> _Aim_
Copy out the entries below, putting "number pairs" wherever "integer pairs" appears and changing nothing else.
— start Data shown —
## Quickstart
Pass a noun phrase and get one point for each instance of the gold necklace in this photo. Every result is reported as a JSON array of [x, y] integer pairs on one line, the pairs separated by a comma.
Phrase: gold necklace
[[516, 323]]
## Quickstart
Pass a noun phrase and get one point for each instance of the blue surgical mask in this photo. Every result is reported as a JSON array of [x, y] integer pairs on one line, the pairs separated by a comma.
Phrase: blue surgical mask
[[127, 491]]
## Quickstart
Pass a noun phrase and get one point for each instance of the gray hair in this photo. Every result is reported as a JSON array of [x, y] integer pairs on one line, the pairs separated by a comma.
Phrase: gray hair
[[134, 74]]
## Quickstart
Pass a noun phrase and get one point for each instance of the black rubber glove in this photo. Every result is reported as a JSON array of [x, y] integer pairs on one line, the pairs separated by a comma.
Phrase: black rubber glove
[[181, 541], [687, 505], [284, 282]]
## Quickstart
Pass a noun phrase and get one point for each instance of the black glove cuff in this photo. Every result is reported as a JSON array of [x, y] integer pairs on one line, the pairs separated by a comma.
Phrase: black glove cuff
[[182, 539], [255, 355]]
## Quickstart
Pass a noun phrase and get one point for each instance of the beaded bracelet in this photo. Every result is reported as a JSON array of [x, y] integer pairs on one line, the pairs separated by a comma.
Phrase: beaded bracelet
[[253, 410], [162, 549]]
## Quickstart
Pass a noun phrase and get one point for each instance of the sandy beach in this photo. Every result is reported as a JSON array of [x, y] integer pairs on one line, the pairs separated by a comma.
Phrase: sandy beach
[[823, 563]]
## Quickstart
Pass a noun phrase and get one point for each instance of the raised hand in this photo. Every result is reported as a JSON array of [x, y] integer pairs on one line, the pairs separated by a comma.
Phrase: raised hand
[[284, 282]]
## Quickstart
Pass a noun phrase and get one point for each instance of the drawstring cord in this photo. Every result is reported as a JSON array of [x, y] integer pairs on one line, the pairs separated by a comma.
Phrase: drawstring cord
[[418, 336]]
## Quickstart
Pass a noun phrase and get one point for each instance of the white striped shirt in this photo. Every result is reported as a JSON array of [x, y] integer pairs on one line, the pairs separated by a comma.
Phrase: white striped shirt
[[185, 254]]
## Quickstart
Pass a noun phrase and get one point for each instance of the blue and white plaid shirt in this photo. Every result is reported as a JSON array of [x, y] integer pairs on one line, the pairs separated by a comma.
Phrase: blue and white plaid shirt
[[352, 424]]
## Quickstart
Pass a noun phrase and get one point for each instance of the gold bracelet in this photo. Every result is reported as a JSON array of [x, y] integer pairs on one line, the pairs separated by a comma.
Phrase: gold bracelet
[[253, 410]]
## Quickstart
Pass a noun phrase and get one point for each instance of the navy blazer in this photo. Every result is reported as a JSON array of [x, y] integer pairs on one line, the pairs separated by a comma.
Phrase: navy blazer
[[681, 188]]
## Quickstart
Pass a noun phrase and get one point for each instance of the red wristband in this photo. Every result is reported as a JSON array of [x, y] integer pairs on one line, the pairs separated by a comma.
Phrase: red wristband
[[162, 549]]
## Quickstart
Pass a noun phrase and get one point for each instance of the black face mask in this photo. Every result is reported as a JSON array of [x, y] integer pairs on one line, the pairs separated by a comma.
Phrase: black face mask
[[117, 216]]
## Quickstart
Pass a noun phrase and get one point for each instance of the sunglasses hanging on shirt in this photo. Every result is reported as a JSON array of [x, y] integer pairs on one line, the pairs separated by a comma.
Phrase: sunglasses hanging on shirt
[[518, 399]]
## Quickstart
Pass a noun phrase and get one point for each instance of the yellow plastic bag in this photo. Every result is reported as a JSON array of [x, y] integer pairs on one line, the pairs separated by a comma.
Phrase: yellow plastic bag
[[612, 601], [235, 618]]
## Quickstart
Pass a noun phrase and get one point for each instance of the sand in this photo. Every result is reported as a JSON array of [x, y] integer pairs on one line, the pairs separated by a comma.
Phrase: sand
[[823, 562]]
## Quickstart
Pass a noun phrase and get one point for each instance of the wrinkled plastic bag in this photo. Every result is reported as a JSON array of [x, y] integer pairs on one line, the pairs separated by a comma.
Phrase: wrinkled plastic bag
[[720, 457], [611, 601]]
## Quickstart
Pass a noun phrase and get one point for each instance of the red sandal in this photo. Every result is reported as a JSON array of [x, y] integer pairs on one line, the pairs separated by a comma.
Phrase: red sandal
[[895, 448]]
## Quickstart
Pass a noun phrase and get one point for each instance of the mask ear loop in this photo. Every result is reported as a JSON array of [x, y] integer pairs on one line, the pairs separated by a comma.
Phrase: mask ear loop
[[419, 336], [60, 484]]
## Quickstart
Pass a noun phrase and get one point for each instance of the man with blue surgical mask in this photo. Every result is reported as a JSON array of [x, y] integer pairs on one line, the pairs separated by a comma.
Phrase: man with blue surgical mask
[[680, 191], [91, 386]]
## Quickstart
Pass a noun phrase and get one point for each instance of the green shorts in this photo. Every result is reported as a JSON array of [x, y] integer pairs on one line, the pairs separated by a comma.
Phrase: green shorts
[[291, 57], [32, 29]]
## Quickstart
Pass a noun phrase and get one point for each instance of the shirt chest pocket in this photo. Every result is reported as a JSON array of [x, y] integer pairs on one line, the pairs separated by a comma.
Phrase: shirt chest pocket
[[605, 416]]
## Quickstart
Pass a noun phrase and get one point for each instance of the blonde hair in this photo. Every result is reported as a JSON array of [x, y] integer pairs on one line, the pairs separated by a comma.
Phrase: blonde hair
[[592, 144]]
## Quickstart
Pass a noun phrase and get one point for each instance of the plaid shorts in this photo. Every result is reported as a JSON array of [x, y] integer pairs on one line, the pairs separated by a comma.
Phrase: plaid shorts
— end Data shown —
> _Task output_
## Quickstart
Pass a noun phrase and get one point for each instance of the gold necklace in this photo. Every result is reported as a JSON array of [x, y] number pairs on one line, the pairs separated by a comma.
Phrase: gold necklace
[[516, 323]]
## Quickstart
Pass a noun phrase and get one point for each instance of the blue surgical mask in this photo. Every result is reported as a JSON array of [x, y] number pairs on one line, the pairs separated by a comma.
Phrase: blue surgical mask
[[127, 491]]
## Quickstart
Pass a noun phrase and get one point for each instance of the gray hair in this photo. Every result is reported as a JSON array of [x, y] number pairs on one line, the pairs separated by a comma.
Phrase: gray hair
[[134, 74]]
## Quickstart
Pass a noun phrase and get one point for each instance of the black rubber glove in this photo. Every result is reported as a JSON array of [x, y] number pairs on one line, the pairs separated by a comma.
Phrase: black rubber glove
[[181, 541], [687, 505], [284, 282]]
## Quickstart
Pass a noun phrase and get one point for each instance of the black glove cuff in this photo. Every result is reported as a JSON array of [x, y] number pairs on one line, the pairs separated by a comma.
Phrase: black glove cuff
[[182, 539], [255, 355]]
## Quickstart
Pass a noun phrase and get one point for each instance of the beaded bracelet in this photo. Every result is reported as a JSON array of [x, y] number pairs on one line, the pairs separated by a comma.
Phrase: beaded bracelet
[[253, 410], [162, 549]]
## Quickstart
Pass a noun phrase and get one point for each instance of the sandy beach in this photo. Every result is reported as a JSON array of [x, y] number pairs on one line, the pairs separated by a comma.
Phrase: sandy beach
[[823, 563]]
## Quickstart
Pass a noun phrase and get one point for each instance of the raised hand in this photo. Every result is reported as a JSON array of [x, y] number pairs on one line, the pairs separated by a comma.
Phrase: raised hand
[[284, 282]]
## Quickstart
Pass a noun phrase and get one point for each instance of the drawstring cord in this photo. Every result is reported as a JSON array of [x, y] number pairs on one line, the pairs separated by a comma.
Phrase: drawstring cord
[[418, 336]]
## Quickstart
Pass a noun phrase and get one point for each instance of the white striped shirt in this photo. Every result is reported as a JSON array of [x, y] number pairs on one line, the pairs separated by a comma.
Phrase: white striped shirt
[[185, 254]]
## Quickstart
Pass a noun phrase and get one point for each instance of the blue and white plaid shirt in this photo. Every result is reported as a JSON array of [x, y] number pairs on one line, the pairs separated by a comma.
Phrase: blue and white plaid shirt
[[352, 424]]
## Quickstart
Pass a noun phrase and get one point for each instance of the gold bracelet in this photo. Every result is reported as a JSON array of [x, y] number pairs on one line, the pairs separated by a comma.
Phrase: gold bracelet
[[253, 410]]
## Quickstart
Pass a noun phrase and get one point for each instance of the navy blazer in this photo. Every result is reported as a JSON array of [x, y] number pairs on one line, the pairs separated by a comma.
Phrase: navy blazer
[[681, 188]]
## Quickstart
Pass a noun phrase and get one point for each instance of the red wristband in this photo. Every result is reported as a JSON array of [x, y] number pairs on one line, the pairs separated by a comma.
Phrase: red wristband
[[162, 549]]
## Quickstart
Pass a noun phrase and get one point for each instance of the black face mask in this photo. Every result is reported as a JSON array of [x, y] number pairs on one line, the pairs separated by a comma.
Phrase: black face mask
[[117, 216]]
## Quickstart
Pass a noun phrase and get one point for each instance of the sunglasses hanging on shirt in this photo. Every result is reported as a JSON array of [x, y] number pairs on one line, the pairs separated by a comma.
Phrase: sunglasses hanging on shirt
[[518, 399]]
## Quickstart
Pass a noun phrase and get one point for each instance of the yellow plastic bag in this photo. Every result is reported as a JSON array of [x, y] number pairs on one line, the pairs separated by a comma.
Phrase: yellow plastic bag
[[612, 601], [235, 618]]
## Quickstart
Pass a noun phrase and get one point for each instance of the sand in this photo. Every result is reported as a JSON array of [x, y] number pairs on one line, the pairs separated by a comma.
Phrase: sand
[[823, 562]]
## Quickstart
Pass a noun phrase and get one point for each instance of the wrinkled plastic bag in this photo. Every result is reported as a JSON array of [x, y] number pairs on one line, the pairs separated by a comma.
Phrase: wrinkled plastic bag
[[720, 457], [611, 601]]
## Quickstart
Pass a noun phrase and get one point for each instance of the red sandal in this photo. Every result is reported as a JSON array of [x, y] number pairs on one line, the pairs separated by a comma.
Phrase: red sandal
[[895, 448]]
## Quickstart
Pass a noun phrase and get one point for each instance of the mask ear loop in this photo. Every result is reported as a JSON array of [x, y] number pairs on one line, the pairs separated by a comma.
Phrase: mask ear loop
[[419, 336], [60, 484]]
## Quickstart
Pass a noun phrase and get one point for each instance of the man with blue surgical mask in this photo. Every result is reported as a JSON array of [x, y] number pairs on one line, the pairs separated by a comma.
Phrase: man with blue surgical mask
[[680, 191], [91, 386]]
## Quickstart
Pass a noun phrase and get one point for each instance of the green shorts in this photo. Every result is reported as a JSON array of [x, y] number pairs on one line, the pairs separated by a comma.
Phrase: green shorts
[[291, 57], [32, 29]]
## Quickstart
Pass a noun phrase and get one point for each instance of the shirt chest pocket in this photo. Every result is reported as a JSON array of [x, y] number pairs on one line, the pairs separated by a comma.
Phrase: shirt chest pocket
[[605, 416]]
## Quickstart
Pass a noun phrase and get one point for each instance of the blonde hair in this photo. Every result is reported as a JSON array of [x, y] number pairs on one line, the pairs separated by a comma.
Phrase: blonde hair
[[592, 144]]
## Quickstart
Pass a noun phrase and get one point for each instance of the plaid shorts in this photo. Every result is reported as a JSON array of [x, y] number pairs on one line, the pairs separated by a comma.
Phrase: plaid shorts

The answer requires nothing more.